*WHAT IS ASKED:*
[1] Copy word for word the stretch of the John Webb biography from "As a founding" through "and baroque orchestra.".
[2] According to the John Webb biography, with whom did Webb study at the Royal Academy of Music?

*PASSAGE SHOWN:*
John Webb (born 1969) is an English composer.

Biography
He was educated in Essex where he started playing the piano and viola. He began to compose at 14, and two years later attended Colchester Institute. Here he studied piano with Frank Wibaut and composition with John Joubert at the Birmingham Conservatoire.

As a founding member of the Thallein Ensemble, he performed works by Berio, Messiaen, Finnissy, Ives and Schnittke. In his final year he completed a dissertation on Schnittke's polystylism and was the soloist in his piano concerto.

After graduating from Birmingham Conservatoire with a first class degree, he studied for three years at the Royal Academy of Music with Christopher Brown. In his last year he was Leverhulme Composition Fellow and won the major composition prizes; he graduated with MMus and DipRAM.

He went on to develop contacts with period instrument performers and has written works for 'old' instruments which have recently been revived, including viols, harpsichord (commissions by Gary Cooper and Trevor Pinnock), and baroque orchestra.

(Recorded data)
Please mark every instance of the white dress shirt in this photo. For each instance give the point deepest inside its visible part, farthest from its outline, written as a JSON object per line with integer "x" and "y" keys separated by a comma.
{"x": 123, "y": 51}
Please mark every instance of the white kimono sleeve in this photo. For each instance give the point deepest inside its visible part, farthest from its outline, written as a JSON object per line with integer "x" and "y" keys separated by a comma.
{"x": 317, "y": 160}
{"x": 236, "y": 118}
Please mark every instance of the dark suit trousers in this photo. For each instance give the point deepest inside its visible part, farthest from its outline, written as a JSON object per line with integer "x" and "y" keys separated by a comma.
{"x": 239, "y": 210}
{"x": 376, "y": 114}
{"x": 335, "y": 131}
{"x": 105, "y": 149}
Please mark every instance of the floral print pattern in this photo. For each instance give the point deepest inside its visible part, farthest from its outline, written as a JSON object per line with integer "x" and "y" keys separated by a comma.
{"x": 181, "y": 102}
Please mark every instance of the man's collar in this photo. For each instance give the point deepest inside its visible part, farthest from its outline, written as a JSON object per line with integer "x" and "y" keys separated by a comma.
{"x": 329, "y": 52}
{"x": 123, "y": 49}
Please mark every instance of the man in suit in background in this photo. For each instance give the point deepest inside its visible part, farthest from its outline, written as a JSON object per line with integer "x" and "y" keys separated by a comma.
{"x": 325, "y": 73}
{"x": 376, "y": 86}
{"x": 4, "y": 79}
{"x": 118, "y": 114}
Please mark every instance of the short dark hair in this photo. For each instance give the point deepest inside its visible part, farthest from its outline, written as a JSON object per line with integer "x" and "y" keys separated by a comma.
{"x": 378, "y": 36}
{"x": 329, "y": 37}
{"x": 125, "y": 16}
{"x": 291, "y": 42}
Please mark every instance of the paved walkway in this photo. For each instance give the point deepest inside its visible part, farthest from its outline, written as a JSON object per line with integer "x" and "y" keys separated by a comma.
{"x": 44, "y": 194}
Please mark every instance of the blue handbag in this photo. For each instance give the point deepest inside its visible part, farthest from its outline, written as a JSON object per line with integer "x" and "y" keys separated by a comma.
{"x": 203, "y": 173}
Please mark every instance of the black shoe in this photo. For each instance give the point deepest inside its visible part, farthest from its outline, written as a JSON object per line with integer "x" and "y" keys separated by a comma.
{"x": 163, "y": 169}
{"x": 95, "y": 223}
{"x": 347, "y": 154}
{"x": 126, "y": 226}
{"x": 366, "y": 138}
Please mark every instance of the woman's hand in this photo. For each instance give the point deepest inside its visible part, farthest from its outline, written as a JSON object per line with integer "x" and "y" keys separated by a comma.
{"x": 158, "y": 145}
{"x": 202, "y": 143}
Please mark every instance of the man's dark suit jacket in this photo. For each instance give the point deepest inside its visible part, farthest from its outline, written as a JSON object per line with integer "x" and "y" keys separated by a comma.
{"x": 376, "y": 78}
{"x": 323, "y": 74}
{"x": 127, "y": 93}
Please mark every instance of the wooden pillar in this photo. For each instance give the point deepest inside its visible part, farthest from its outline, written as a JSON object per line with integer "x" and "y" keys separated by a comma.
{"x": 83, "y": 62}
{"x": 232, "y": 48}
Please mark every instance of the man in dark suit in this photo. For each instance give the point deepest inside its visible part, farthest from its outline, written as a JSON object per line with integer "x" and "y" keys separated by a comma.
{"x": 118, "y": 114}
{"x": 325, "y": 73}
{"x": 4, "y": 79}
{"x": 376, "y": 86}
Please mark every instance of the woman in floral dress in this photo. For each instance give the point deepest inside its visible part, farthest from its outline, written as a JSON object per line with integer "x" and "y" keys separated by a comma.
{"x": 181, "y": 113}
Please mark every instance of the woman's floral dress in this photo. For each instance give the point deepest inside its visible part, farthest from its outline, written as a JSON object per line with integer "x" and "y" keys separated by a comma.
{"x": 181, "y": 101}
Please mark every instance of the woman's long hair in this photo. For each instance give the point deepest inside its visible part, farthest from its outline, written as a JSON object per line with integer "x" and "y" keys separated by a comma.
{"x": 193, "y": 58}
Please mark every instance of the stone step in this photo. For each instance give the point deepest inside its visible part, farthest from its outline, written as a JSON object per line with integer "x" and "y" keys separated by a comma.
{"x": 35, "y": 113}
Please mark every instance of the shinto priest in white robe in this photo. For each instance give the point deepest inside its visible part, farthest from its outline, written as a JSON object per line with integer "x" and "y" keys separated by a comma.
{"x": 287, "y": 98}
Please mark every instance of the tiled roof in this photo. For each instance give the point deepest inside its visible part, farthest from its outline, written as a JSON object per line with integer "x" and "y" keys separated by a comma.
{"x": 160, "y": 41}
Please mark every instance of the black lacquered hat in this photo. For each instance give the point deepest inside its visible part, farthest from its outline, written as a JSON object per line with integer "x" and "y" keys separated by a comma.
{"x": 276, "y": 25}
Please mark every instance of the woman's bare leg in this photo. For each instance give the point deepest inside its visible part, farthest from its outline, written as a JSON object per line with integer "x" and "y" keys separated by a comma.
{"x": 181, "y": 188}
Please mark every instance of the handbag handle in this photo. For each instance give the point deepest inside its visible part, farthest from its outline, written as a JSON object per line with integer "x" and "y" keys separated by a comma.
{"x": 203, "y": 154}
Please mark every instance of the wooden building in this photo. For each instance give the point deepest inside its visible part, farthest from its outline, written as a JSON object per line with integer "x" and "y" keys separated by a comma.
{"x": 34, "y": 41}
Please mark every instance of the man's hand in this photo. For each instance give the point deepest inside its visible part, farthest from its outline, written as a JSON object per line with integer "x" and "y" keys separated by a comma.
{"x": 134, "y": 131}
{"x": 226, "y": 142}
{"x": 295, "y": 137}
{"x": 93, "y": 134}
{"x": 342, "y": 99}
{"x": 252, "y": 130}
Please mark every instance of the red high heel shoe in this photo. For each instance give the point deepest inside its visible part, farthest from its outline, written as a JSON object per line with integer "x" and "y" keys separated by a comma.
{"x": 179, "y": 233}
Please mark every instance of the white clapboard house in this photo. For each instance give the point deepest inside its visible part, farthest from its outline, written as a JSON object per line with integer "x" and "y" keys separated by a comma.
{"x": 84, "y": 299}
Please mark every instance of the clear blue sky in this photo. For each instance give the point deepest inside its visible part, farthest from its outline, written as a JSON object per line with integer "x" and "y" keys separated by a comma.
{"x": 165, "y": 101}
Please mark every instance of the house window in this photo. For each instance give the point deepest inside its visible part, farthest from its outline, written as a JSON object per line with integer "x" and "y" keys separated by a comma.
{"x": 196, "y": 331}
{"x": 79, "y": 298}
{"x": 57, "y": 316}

*ANSWER SET:*
[1]
As a founding member of the Thallein Ensemble, he performed works by Berio, Messiaen, Finnissy, Ives and Schnittke. In his final year he completed a dissertation on Schnittke's polystylism and was the soloist in his piano concerto.

After graduating from Birmingham Conservatoire with a first class degree, he studied for three years at the Royal Academy of Music with Christopher Brown. In his last year he was Leverhulme Composition Fellow and won the major composition prizes; he graduated with MMus and DipRAM.

He went on to develop contacts with period instrument performers and has written works for 'old' instruments which have recently been revived, including viols, harpsichord (commissions by Gary Cooper and Trevor Pinnock), and baroque orchestra.

[2] Christopher Brown.